### [What to produce]
Could you quote everything from the line containing "Task: mark the checkered" down to the last of the entries below, word for word?

┄┄┄┄┄┄┄┄┄┄┄┄┄┄┄┄┄┄┄┄

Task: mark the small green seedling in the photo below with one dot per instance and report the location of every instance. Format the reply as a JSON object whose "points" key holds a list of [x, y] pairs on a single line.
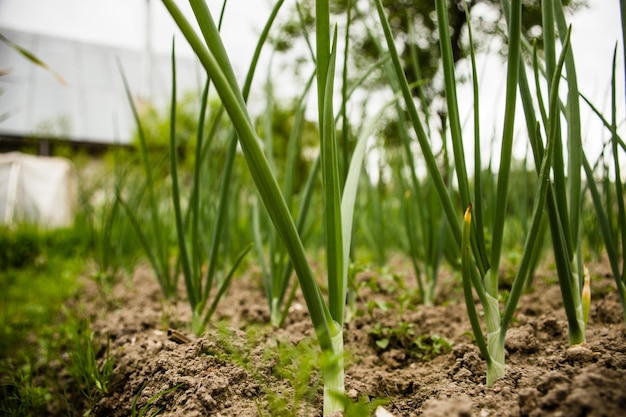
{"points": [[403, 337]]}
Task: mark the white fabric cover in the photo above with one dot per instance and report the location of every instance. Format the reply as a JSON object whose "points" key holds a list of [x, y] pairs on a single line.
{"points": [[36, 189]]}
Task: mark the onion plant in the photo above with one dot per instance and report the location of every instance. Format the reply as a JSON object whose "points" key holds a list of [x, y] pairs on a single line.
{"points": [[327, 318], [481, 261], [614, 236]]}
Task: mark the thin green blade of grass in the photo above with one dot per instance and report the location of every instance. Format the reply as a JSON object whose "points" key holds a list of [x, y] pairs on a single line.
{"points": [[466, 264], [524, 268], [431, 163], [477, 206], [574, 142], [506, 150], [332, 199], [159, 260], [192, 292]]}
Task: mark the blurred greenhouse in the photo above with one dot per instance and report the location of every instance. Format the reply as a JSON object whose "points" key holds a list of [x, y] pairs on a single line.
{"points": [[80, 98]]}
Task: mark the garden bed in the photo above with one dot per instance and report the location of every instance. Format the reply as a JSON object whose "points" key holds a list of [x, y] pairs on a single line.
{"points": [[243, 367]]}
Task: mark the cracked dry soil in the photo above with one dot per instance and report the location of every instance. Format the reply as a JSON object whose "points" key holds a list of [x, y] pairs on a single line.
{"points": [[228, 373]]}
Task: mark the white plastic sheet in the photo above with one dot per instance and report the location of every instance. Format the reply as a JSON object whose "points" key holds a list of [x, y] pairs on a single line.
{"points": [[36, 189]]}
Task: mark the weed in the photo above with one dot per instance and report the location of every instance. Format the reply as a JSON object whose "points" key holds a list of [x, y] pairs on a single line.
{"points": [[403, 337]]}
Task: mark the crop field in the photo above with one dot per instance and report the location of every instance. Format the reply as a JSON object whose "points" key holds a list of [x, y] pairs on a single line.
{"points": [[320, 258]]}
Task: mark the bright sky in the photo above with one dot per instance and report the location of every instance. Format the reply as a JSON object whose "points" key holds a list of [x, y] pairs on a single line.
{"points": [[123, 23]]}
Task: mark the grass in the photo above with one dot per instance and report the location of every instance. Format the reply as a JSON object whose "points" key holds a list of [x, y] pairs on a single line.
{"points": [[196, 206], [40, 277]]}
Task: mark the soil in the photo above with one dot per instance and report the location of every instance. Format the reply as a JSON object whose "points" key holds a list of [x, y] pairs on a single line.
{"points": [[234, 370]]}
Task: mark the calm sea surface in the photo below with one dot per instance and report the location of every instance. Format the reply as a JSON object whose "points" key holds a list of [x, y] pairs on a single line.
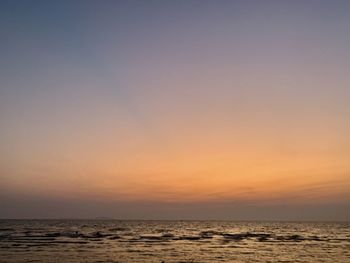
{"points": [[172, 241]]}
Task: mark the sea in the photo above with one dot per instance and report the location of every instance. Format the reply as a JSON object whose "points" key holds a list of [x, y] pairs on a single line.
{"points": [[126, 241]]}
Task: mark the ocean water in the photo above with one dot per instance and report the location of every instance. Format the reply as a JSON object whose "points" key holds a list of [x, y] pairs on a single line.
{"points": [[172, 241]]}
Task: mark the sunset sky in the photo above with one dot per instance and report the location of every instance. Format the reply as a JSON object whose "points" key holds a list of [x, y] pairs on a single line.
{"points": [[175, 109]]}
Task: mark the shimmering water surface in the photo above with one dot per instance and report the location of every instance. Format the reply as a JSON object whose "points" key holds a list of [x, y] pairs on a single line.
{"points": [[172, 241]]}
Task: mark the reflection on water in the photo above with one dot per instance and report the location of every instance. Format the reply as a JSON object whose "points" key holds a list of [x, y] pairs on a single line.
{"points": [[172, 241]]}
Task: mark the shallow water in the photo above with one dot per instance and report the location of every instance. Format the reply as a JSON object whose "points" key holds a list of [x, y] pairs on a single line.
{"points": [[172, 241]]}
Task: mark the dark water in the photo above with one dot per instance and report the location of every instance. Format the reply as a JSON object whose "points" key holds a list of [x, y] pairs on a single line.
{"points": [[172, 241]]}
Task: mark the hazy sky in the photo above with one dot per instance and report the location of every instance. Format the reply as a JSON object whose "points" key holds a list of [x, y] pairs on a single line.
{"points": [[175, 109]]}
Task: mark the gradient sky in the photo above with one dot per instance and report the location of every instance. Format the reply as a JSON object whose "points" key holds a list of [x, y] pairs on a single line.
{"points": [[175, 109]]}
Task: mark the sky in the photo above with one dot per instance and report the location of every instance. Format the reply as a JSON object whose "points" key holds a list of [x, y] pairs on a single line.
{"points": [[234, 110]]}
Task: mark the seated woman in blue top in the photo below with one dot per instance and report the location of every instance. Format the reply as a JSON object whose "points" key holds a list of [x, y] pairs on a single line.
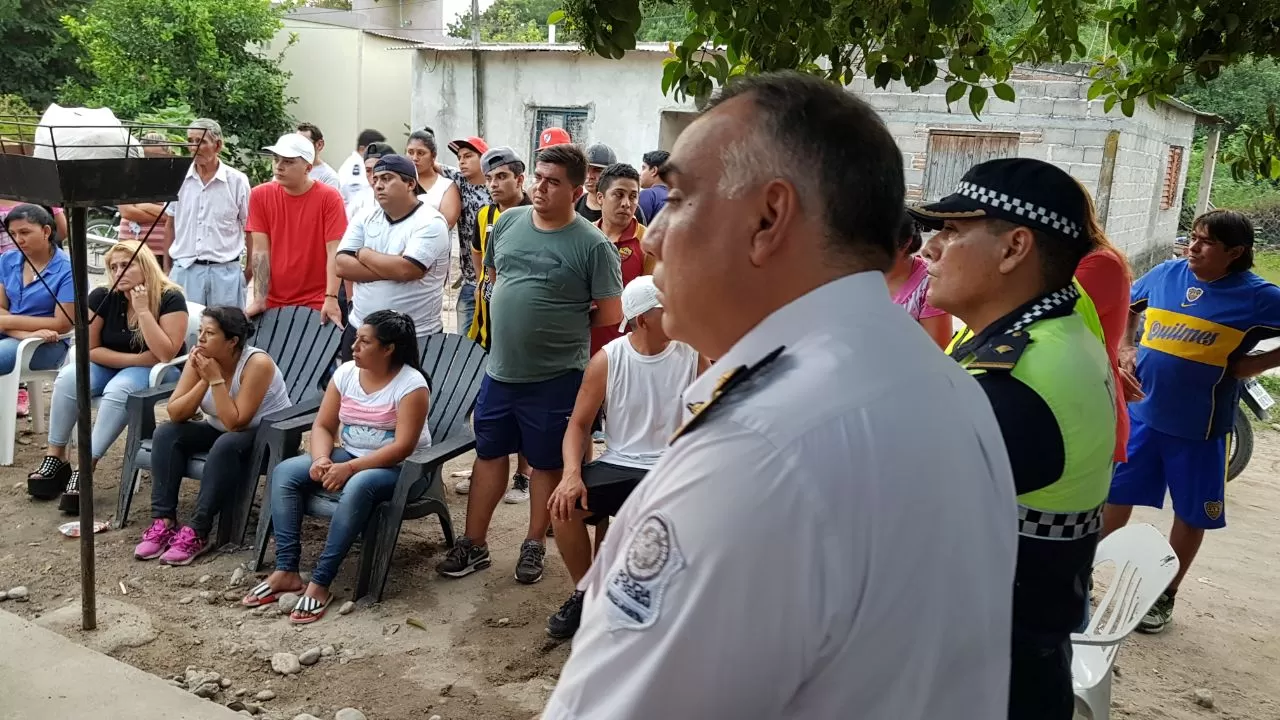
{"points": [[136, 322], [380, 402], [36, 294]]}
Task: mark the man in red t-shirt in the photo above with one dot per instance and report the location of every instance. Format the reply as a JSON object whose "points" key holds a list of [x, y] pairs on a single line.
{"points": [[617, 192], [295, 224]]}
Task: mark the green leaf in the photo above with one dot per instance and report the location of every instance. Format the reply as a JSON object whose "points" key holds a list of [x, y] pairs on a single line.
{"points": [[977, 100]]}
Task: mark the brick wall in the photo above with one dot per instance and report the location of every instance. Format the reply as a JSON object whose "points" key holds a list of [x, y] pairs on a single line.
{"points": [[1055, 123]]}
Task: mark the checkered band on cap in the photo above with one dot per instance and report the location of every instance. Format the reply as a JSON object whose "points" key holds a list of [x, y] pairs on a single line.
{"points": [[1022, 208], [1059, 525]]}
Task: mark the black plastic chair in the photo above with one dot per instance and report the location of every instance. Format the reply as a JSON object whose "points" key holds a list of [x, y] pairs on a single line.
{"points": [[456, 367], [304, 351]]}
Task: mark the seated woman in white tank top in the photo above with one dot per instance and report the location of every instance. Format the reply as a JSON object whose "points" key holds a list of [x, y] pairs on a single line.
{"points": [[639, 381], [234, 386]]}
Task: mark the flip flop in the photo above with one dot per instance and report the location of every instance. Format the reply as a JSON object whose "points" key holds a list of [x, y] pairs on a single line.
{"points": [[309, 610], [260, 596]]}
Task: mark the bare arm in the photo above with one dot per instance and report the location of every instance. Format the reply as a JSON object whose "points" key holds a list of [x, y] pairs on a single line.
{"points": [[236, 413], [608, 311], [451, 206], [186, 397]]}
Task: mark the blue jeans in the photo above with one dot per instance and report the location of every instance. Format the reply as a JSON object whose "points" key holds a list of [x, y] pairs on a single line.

┄┄┄┄┄┄┄┄┄┄┄┄┄┄┄┄┄┄┄┄

### [Completed task]
Task: mark the checkered band on cap in the photo above with one dot per instance and report the location of every instance. Format the reply as a JSON object whose "points" key holds a list of [x, y] pairs on a single line.
{"points": [[1022, 208], [1059, 525]]}
Task: mark the black plastic chair in the photo above with one dot per instance and report the location of every instance. Format the reply as a JSON object whose "points" key holds a list of [x, y] pairs on a single line.
{"points": [[456, 367], [304, 351]]}
Task: mark the seated woman in white tank top in the photo above with one dot per instance and report the location of every instance. Format the reply as a JSON object whose "points" key holds a list of [x, y] pairs on a single line.
{"points": [[639, 381], [234, 386]]}
Task: mark the flip flop in the photo above with one dot per instance and report the location of every instance. Format the reply as a JSON object whose "points" key holds a list of [x, y] pairs on a single line.
{"points": [[309, 610], [260, 596]]}
Task: mark the bare arm in the photo above with one dot per instance and report the location of every instance. Format the reply as a JSON object whose "points" key holds a list of [x, y] pairs on a single line.
{"points": [[236, 413], [608, 311], [451, 206], [186, 397]]}
Task: mark the blue jeans in the photo above with one dot per instance and report the location of every instance. Format the reply as a JSON object whose "points" key holds a list of [x, y] pairs on a single line.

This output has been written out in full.